Update the records below by changing every "even-odd rule" to "nonzero winding rule" and keeping everything else the same. Leave the pictures out of your version.

• Record set:
◆ ◆ ◆ ◆ ◆
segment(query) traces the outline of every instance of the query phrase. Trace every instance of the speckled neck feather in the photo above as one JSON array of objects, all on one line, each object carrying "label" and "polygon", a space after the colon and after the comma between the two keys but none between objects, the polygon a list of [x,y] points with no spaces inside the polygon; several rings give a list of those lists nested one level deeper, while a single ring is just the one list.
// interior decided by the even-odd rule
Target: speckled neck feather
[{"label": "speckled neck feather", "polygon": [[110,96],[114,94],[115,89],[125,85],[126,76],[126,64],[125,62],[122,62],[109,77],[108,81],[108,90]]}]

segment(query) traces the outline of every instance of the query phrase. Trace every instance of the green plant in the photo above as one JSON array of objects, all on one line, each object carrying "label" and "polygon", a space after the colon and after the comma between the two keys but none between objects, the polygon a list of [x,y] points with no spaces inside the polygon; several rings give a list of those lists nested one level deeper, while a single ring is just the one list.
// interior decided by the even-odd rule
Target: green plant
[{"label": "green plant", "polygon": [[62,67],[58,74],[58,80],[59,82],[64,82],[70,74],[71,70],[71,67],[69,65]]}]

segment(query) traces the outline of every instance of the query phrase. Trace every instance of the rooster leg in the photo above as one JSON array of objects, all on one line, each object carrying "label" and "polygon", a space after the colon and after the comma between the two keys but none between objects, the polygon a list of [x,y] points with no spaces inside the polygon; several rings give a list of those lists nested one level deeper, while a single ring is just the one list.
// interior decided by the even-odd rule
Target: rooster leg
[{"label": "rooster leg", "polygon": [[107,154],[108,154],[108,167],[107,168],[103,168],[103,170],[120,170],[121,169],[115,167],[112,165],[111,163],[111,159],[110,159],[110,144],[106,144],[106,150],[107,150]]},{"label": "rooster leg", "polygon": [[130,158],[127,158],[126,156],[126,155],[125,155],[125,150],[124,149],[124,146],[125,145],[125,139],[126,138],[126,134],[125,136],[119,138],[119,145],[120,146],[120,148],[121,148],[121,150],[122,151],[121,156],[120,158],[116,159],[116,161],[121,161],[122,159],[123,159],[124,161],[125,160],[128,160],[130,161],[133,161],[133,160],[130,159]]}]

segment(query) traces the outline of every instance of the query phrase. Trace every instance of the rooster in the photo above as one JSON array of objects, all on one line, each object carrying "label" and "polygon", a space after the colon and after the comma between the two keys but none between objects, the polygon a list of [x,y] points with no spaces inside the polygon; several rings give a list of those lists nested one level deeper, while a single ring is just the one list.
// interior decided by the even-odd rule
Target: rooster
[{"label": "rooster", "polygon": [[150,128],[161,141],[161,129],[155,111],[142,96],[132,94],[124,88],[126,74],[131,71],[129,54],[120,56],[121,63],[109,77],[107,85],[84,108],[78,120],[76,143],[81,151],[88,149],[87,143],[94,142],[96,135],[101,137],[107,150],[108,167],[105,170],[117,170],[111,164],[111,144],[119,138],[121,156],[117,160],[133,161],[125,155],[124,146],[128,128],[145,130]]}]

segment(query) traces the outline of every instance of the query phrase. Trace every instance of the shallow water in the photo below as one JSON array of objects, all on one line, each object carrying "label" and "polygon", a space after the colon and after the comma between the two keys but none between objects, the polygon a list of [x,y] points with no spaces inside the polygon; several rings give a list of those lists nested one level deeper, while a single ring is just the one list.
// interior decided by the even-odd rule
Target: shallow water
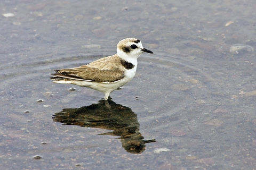
[{"label": "shallow water", "polygon": [[[0,19],[1,168],[255,168],[255,50],[230,52],[255,48],[254,4],[0,3],[14,14]],[[111,94],[117,112],[96,104],[99,92],[49,79],[130,37],[154,54]]]}]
◆ ◆ ◆ ◆ ◆
• Final result:
segment(query) traces the outline of every instance of the query phrase. Trace every instance of the speckled neck feather in the photo above as one JSON array of objects, all on one line, each object carrying "label" and "polygon", a space after the colon and after the comma between the two keys but none between objects, the polygon a list of [x,y] points with no spaces inside the polygon; several rings give a list of those lists nested one level deeper, while a single ring is just the one list.
// interior decided by the nonzero winding rule
Target: speckled neck feather
[{"label": "speckled neck feather", "polygon": [[110,96],[114,94],[115,89],[125,85],[126,76],[126,64],[125,62],[122,62],[109,77],[108,81],[108,90]]}]

segment(query) traces the outline of every instance of the query phrase. Trace every instance of the green plant in the photo above as one JSON array of objects, all on one line, each object carrying "label" and "polygon", a space after the colon and after the comma between the two keys but none between objects, the polygon a list of [x,y] points with no spaces inside the polygon; several rings give a list of those lists nested one level deeper, while a single ring is just the one list.
// interior decided by the nonzero winding rule
Target: green plant
[{"label": "green plant", "polygon": [[62,67],[58,74],[58,80],[59,82],[64,82],[70,74],[71,70],[71,67],[69,65]]}]

segment(query) traces the outline of every instance of the query phrase. Trace every instance of the rooster leg in the photo above as one JSON array of objects, all on one line, each object carrying "label" and "polygon", a space after the colon and after the comma between the two keys but none between objects, the polygon a list of [x,y] points with no spaces inside the polygon; several rings give a list of those lists nested one level deeper, while a single ring is just the one list.
// interior decided by the nonzero winding rule
Target: rooster leg
[{"label": "rooster leg", "polygon": [[107,154],[108,154],[108,167],[107,168],[103,168],[103,170],[120,170],[121,169],[115,167],[112,165],[111,163],[111,159],[110,159],[110,144],[106,144],[106,150],[107,150]]},{"label": "rooster leg", "polygon": [[130,158],[127,158],[126,156],[126,155],[125,155],[125,150],[124,149],[124,146],[125,145],[125,139],[126,138],[126,134],[125,136],[119,138],[119,145],[120,146],[120,148],[121,148],[121,150],[122,151],[121,156],[120,158],[116,159],[116,161],[121,161],[122,159],[123,159],[124,161],[125,160],[128,160],[130,161],[133,161],[133,160],[130,159]]}]

segment(query) traces the outline of every instance of the query phrase. Trace every instance of the rooster in the photo above as one JSON array of objects, all on one line, each object carrying "label" and "polygon", a space after the colon and after the comma between the two keys but none between objects, the polygon a list of [x,y] points with no spaces inside the polygon; several rings give a list of those lists nested one level deeper, while a single ring is just the one list.
// interior decided by the nonzero winding rule
Target: rooster
[{"label": "rooster", "polygon": [[150,128],[161,141],[161,129],[155,111],[142,96],[132,94],[124,88],[126,74],[131,71],[129,54],[120,56],[121,63],[109,77],[107,85],[84,108],[78,120],[76,143],[81,151],[88,149],[87,143],[94,142],[96,135],[101,137],[107,150],[108,167],[105,170],[117,170],[111,164],[111,144],[119,138],[121,156],[117,160],[133,161],[125,155],[124,146],[128,128],[145,130]]}]

segment(query) traces the outline of every instance of the query phrase. Trace every instance of the shallow water in the photo below as one JSON array of objects, all on one line, each object carrying "label" and "polygon", a space after the colon and after the comma between the two keys but none between objects, the polygon a list of [x,y] points with no spaces inside the polygon; several rings give a list of those lists nested one level deeper, while a single ring is just the one list.
// interior decided by the nonzero winding rule
Target: shallow water
[{"label": "shallow water", "polygon": [[[0,19],[1,168],[255,168],[255,50],[230,52],[255,48],[254,4],[0,3],[14,14]],[[111,94],[117,112],[96,104],[99,92],[49,79],[130,37],[154,54]]]}]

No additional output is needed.